● **Set exercise**
Turn every line of the listing below into a Markdown table with two columns, "Row" for the row number and "Line" for the text, skipping blank lines. Leave the pictures out of your answer.

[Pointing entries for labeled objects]
- - - - -

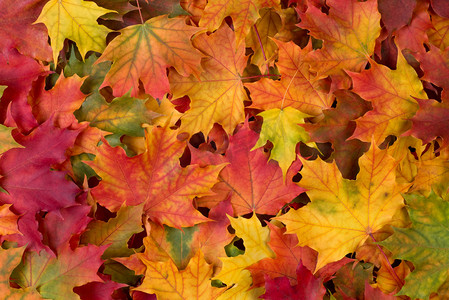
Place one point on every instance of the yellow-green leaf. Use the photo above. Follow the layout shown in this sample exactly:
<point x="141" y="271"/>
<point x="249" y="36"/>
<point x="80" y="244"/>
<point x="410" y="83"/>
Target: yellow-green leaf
<point x="280" y="126"/>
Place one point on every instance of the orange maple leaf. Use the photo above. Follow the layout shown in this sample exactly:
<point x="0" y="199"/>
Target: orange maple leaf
<point x="144" y="52"/>
<point x="154" y="177"/>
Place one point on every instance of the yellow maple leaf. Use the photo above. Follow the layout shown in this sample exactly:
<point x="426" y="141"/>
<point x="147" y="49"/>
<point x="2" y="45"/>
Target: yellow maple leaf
<point x="255" y="238"/>
<point x="344" y="213"/>
<point x="280" y="126"/>
<point x="391" y="94"/>
<point x="145" y="51"/>
<point x="167" y="282"/>
<point x="243" y="13"/>
<point x="75" y="20"/>
<point x="218" y="95"/>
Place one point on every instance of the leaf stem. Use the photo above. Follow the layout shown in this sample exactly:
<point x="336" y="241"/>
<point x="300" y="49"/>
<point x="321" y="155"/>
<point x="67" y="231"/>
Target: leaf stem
<point x="389" y="267"/>
<point x="261" y="76"/>
<point x="261" y="47"/>
<point x="140" y="13"/>
<point x="286" y="90"/>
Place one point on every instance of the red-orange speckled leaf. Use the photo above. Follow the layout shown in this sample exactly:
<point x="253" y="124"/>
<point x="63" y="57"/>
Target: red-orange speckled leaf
<point x="344" y="213"/>
<point x="251" y="181"/>
<point x="391" y="94"/>
<point x="244" y="14"/>
<point x="61" y="101"/>
<point x="431" y="121"/>
<point x="349" y="33"/>
<point x="218" y="95"/>
<point x="154" y="177"/>
<point x="55" y="277"/>
<point x="298" y="87"/>
<point x="144" y="52"/>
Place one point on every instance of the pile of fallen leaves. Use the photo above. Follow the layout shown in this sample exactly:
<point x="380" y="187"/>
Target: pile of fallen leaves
<point x="220" y="149"/>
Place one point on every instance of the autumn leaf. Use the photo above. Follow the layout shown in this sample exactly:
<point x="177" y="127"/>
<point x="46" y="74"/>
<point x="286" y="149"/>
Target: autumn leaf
<point x="123" y="115"/>
<point x="115" y="233"/>
<point x="32" y="178"/>
<point x="243" y="13"/>
<point x="156" y="45"/>
<point x="9" y="260"/>
<point x="260" y="41"/>
<point x="281" y="127"/>
<point x="349" y="34"/>
<point x="45" y="104"/>
<point x="19" y="32"/>
<point x="430" y="122"/>
<point x="391" y="94"/>
<point x="217" y="96"/>
<point x="248" y="177"/>
<point x="7" y="141"/>
<point x="287" y="259"/>
<point x="255" y="238"/>
<point x="144" y="179"/>
<point x="167" y="282"/>
<point x="8" y="220"/>
<point x="75" y="20"/>
<point x="423" y="244"/>
<point x="54" y="278"/>
<point x="337" y="126"/>
<point x="344" y="213"/>
<point x="308" y="287"/>
<point x="299" y="87"/>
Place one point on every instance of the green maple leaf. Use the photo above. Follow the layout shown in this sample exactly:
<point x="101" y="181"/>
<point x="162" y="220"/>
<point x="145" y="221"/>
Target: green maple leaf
<point x="425" y="244"/>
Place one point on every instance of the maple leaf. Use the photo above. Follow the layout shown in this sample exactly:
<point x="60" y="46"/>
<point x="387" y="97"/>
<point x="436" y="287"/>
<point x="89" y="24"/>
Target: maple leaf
<point x="298" y="87"/>
<point x="260" y="41"/>
<point x="18" y="31"/>
<point x="54" y="278"/>
<point x="60" y="227"/>
<point x="18" y="73"/>
<point x="418" y="244"/>
<point x="7" y="141"/>
<point x="116" y="232"/>
<point x="248" y="177"/>
<point x="243" y="13"/>
<point x="281" y="127"/>
<point x="308" y="286"/>
<point x="396" y="13"/>
<point x="337" y="126"/>
<point x="27" y="175"/>
<point x="99" y="290"/>
<point x="9" y="260"/>
<point x="144" y="52"/>
<point x="429" y="60"/>
<point x="344" y="213"/>
<point x="123" y="115"/>
<point x="413" y="36"/>
<point x="167" y="282"/>
<point x="430" y="122"/>
<point x="8" y="220"/>
<point x="437" y="33"/>
<point x="242" y="289"/>
<point x="154" y="177"/>
<point x="255" y="238"/>
<point x="217" y="95"/>
<point x="390" y="93"/>
<point x="75" y="20"/>
<point x="287" y="259"/>
<point x="349" y="33"/>
<point x="55" y="102"/>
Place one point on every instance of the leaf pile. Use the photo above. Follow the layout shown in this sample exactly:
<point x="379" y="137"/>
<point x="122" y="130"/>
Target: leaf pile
<point x="219" y="149"/>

- - - - -

● **Result of this task**
| Row | Line |
|---|---|
| 1 | Place one point on every instance of the yellow-green leaf. Use the photo above. Follow the layout shown in this sample exactly: |
| 2 | <point x="141" y="271"/> |
| 3 | <point x="249" y="36"/> |
| 4 | <point x="80" y="244"/> |
| 5 | <point x="410" y="83"/> |
| 6 | Target: yellow-green leaf |
| 7 | <point x="280" y="126"/> |
| 8 | Place one point on every instance of the orange maple leaf. Use the photo above. Follow the layout shown in this sample exactly: |
| 9 | <point x="0" y="199"/> |
| 10 | Target: orange maple leaf |
| 11 | <point x="144" y="52"/> |
| 12 | <point x="154" y="177"/> |
| 13 | Place one point on every instance of the yellow maple leaf. Use the photo above. Follow the layout shown in this sample exactly: |
| 14 | <point x="426" y="141"/> |
| 15 | <point x="147" y="49"/> |
| 16 | <point x="2" y="45"/> |
| 17 | Target: yellow maple leaf |
| 18 | <point x="255" y="238"/> |
| 19 | <point x="344" y="213"/> |
| 20 | <point x="280" y="126"/> |
| 21 | <point x="391" y="94"/> |
| 22 | <point x="145" y="51"/> |
| 23 | <point x="167" y="282"/> |
| 24 | <point x="243" y="13"/> |
| 25 | <point x="75" y="20"/> |
| 26 | <point x="218" y="95"/> |
| 27 | Place one point on every instance of the leaf stem. Use the photo above. Follow the layout shown in this sample exactly: |
| 28 | <point x="336" y="241"/> |
| 29 | <point x="300" y="49"/> |
| 30 | <point x="321" y="155"/> |
| 31 | <point x="67" y="231"/> |
| 32 | Target: leaf stem |
| 33 | <point x="389" y="267"/> |
| 34 | <point x="261" y="76"/> |
| 35 | <point x="261" y="47"/> |
| 36 | <point x="140" y="13"/> |
| 37 | <point x="286" y="90"/> |
| 38 | Place one point on every instance of the red-orange speckled leaf. Use the photo above. Follow the layout shown in this sample exactly: |
| 39 | <point x="253" y="124"/> |
| 40 | <point x="63" y="57"/> |
| 41 | Target: red-orange speckled leaf |
| 42 | <point x="344" y="213"/> |
| 43 | <point x="251" y="181"/> |
| 44 | <point x="391" y="94"/> |
| 45 | <point x="244" y="14"/> |
| 46 | <point x="61" y="101"/> |
| 47 | <point x="431" y="121"/> |
| 48 | <point x="349" y="33"/> |
| 49 | <point x="218" y="95"/> |
| 50 | <point x="154" y="177"/> |
| 51 | <point x="55" y="277"/> |
| 52 | <point x="298" y="87"/> |
| 53 | <point x="144" y="52"/> |
| 54 | Place one point on every instance of the pile of fallen leaves. Use the photo above. Follow the layout shown in this sample exactly: |
| 55 | <point x="380" y="187"/> |
| 56 | Target: pile of fallen leaves |
| 57 | <point x="220" y="149"/> |
| 58 | Place one point on every instance of the autumn leaf. Use the photo above. Follow the layout shown in this sample exactly: |
| 59 | <point x="177" y="127"/> |
| 60 | <point x="46" y="74"/> |
| 61 | <point x="286" y="149"/> |
| 62 | Target: autumn leaf |
| 63 | <point x="123" y="115"/> |
| 64 | <point x="115" y="233"/> |
| 65 | <point x="32" y="178"/> |
| 66 | <point x="243" y="13"/> |
| 67 | <point x="156" y="45"/> |
| 68 | <point x="9" y="260"/> |
| 69 | <point x="260" y="41"/> |
| 70 | <point x="281" y="127"/> |
| 71 | <point x="349" y="34"/> |
| 72 | <point x="45" y="104"/> |
| 73 | <point x="19" y="32"/> |
| 74 | <point x="430" y="122"/> |
| 75 | <point x="391" y="94"/> |
| 76 | <point x="217" y="96"/> |
| 77 | <point x="248" y="177"/> |
| 78 | <point x="7" y="141"/> |
| 79 | <point x="287" y="259"/> |
| 80 | <point x="255" y="238"/> |
| 81 | <point x="144" y="179"/> |
| 82 | <point x="167" y="282"/> |
| 83 | <point x="8" y="220"/> |
| 84 | <point x="75" y="20"/> |
| 85 | <point x="423" y="244"/> |
| 86 | <point x="54" y="278"/> |
| 87 | <point x="337" y="126"/> |
| 88 | <point x="344" y="213"/> |
| 89 | <point x="308" y="287"/> |
| 90 | <point x="299" y="87"/> |
| 91 | Place one point on every instance of the green maple leaf. Use the photo above. Follow the layout shown in this sample exactly: |
| 92 | <point x="101" y="181"/> |
| 93 | <point x="162" y="220"/> |
| 94 | <point x="145" y="221"/> |
| 95 | Target: green maple leaf |
| 96 | <point x="425" y="244"/> |
| 97 | Place one point on every instance of the maple leaf. Use the photo above. Follow the layout shown in this sample exactly: |
| 98 | <point x="60" y="46"/> |
| 99 | <point x="387" y="97"/> |
| 100 | <point x="436" y="287"/> |
| 101 | <point x="89" y="24"/> |
| 102 | Target: maple leaf |
| 103 | <point x="298" y="87"/> |
| 104 | <point x="260" y="41"/> |
| 105 | <point x="18" y="31"/> |
| 106 | <point x="54" y="278"/> |
| 107 | <point x="60" y="227"/> |
| 108 | <point x="18" y="73"/> |
| 109 | <point x="418" y="244"/> |
| 110 | <point x="7" y="141"/> |
| 111 | <point x="116" y="232"/> |
| 112 | <point x="248" y="177"/> |
| 113 | <point x="243" y="13"/> |
| 114 | <point x="281" y="127"/> |
| 115 | <point x="308" y="286"/> |
| 116 | <point x="396" y="13"/> |
| 117 | <point x="337" y="126"/> |
| 118 | <point x="27" y="175"/> |
| 119 | <point x="99" y="290"/> |
| 120 | <point x="9" y="260"/> |
| 121 | <point x="144" y="52"/> |
| 122 | <point x="429" y="60"/> |
| 123 | <point x="344" y="213"/> |
| 124 | <point x="123" y="115"/> |
| 125 | <point x="413" y="36"/> |
| 126 | <point x="167" y="282"/> |
| 127 | <point x="430" y="122"/> |
| 128 | <point x="8" y="220"/> |
| 129 | <point x="437" y="33"/> |
| 130 | <point x="242" y="289"/> |
| 131 | <point x="154" y="177"/> |
| 132 | <point x="255" y="238"/> |
| 133 | <point x="217" y="95"/> |
| 134 | <point x="390" y="93"/> |
| 135 | <point x="75" y="20"/> |
| 136 | <point x="287" y="259"/> |
| 137 | <point x="349" y="33"/> |
| 138 | <point x="55" y="102"/> |
| 139 | Place one point on every instance of the leaf pile. Use the photo above. Follow the layout shown in this sample exactly: |
| 140 | <point x="379" y="137"/> |
| 141 | <point x="122" y="130"/> |
| 142 | Target: leaf pile |
| 143 | <point x="219" y="149"/> |